§ **CONSIGNES**
1. Les affirmations suivantes concordent-elles avec l'extrait sur le secret professionnel des avocats ? Répondez à chacune par oui ou non en reprenant mot pour mot les termes décisifs du texte. (a) Le Conseil constitutionnel a reconnu une valeur constitutionnelle au secret professionnel des avocats. (b) La décision French Data Network date du 24 juillet 2015. (c) Le Conseil constitutionnel a déjà consacré le droit constitutionnel du public au secret professionnel de l'avocat.
2. Citez fidèlement le passage de l'extrait sur le secret professionnel des avocats qui va de « Cependant, il a » jusqu'à « soit leur forme. ».

§ **EXTRAIT DU DOCUMENT**
──────────
Cependant, il a toujours refusé valeur constitutionnelle au secret professionnel qui s’impose aux avocats. La décision symbolisant ce refus est celle du 24 juillet 2015, French Data Network (Cons. const. 24 juill. 2015, n° 2015-478 QPC, AJDA 2015. 1514 ; D. 2015. 1647, et les obs. ; ibid. 2016. 1461, obs. N. Jacquinot et A. Mangiavillano ) dans laquelle il a jugé qu’aucune disposition constitutionnelle ne consacre spécifiquement un droit au secret des échanges et correspondances des avocats dont bénéficieraient les avocats (v. aussi Cons. const. 7 avr. 2017, n° 2017-623 QPC, D. 2017. 824 ).

On mesure le chemin qu’il reste à parcourir au Conseil constitutionnel pour consacrer le droit constitutionnel du public au secret professionnel qui s’impose à l’avocat ou qui s’attache à son activité et à ses communications, quelle que soit leur forme.
──────────
Lignes d'un jeu de données d'étiquetage de boîtes:
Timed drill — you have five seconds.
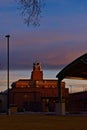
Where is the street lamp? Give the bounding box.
[5,35,10,115]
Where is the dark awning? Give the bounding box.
[56,53,87,80]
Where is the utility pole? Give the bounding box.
[5,35,10,115]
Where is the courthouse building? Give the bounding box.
[9,61,69,111]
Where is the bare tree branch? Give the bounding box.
[16,0,44,26]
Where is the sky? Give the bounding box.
[0,0,87,70]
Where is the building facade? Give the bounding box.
[9,62,69,111]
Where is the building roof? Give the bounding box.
[56,53,87,80]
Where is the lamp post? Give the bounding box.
[5,35,10,115]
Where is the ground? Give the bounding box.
[0,114,87,130]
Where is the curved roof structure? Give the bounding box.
[56,53,87,80]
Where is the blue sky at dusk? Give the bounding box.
[0,0,87,69]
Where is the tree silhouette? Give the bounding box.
[16,0,44,26]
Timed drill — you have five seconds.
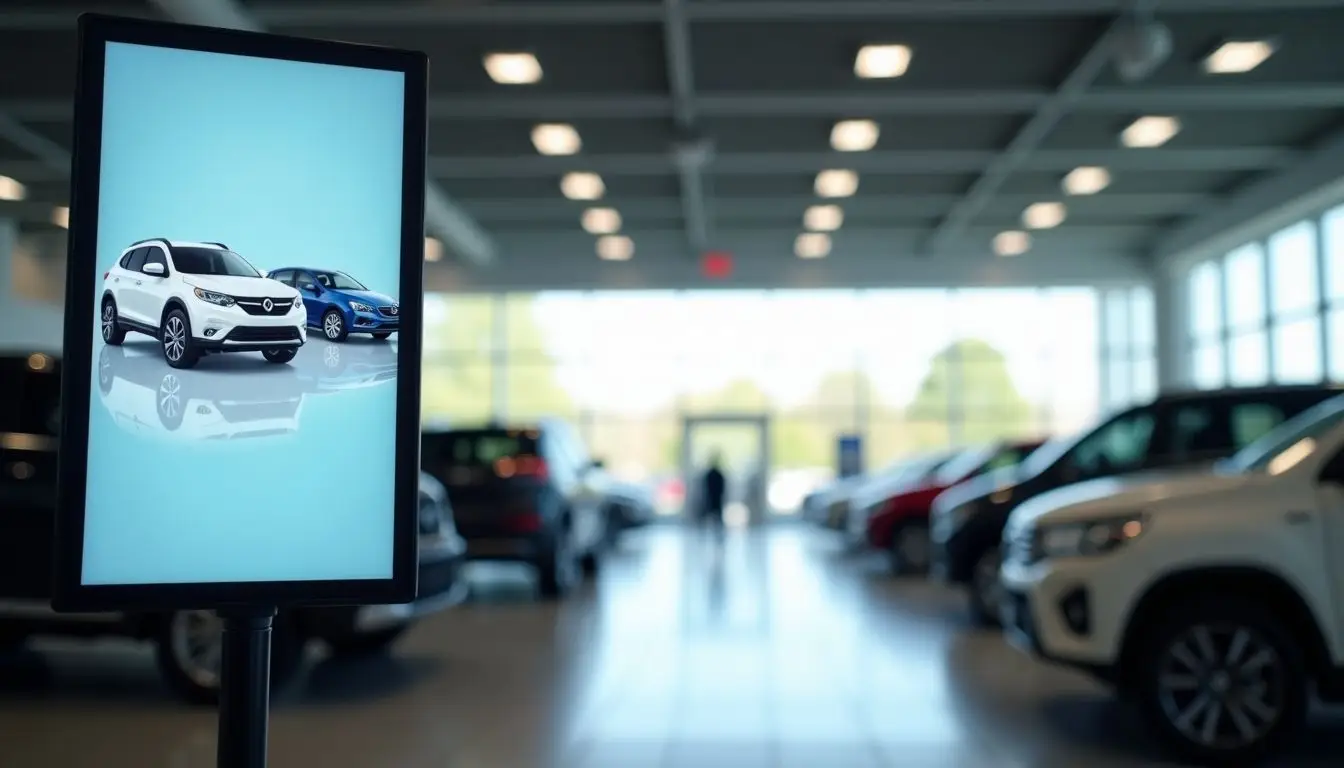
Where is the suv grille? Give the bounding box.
[226,325,298,342]
[234,296,294,317]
──────────
§ **RÉPONSES FINALES**
1.
(a) Non : « il a toujours refusé valeur constitutionnelle au secret professionnel qui s’impose aux avocats ».
(b) Oui : « celle du 24 juillet 2015, French Data Network ».
(c) Non : « On mesure le chemin qu’il reste à parcourir au Conseil constitutionnel pour consacrer le droit constitutionnel du public au secret professionnel ».

2.
Cependant, il a toujours refusé valeur constitutionnelle au secret professionnel qui s’impose aux avocats. La décision symbolisant ce refus est celle du 24 juillet 2015, French Data Network (Cons. const. 24 juill. 2015, n° 2015-478 QPC, AJDA 2015. 1514 ; D. 2015. 1647, et les obs. ; ibid. 2016. 1461, obs. N. Jacquinot et A. Mangiavillano ) dans laquelle il a jugé qu’aucune disposition constitutionnelle ne consacre spécifiquement un droit au secret des échanges et correspondances des avocats dont bénéficieraient les avocats (v. aussi Cons. const. 7 avr. 2017, n° 2017-623 QPC, D. 2017. 824 ).

On mesure le chemin qu’il reste à parcourir au Conseil constitutionnel pour consacrer le droit constitutionnel du public au secret professionnel qui s’impose à l’avocat ou qui s’attache à son activité et à ses communications, quelle que soit leur forme.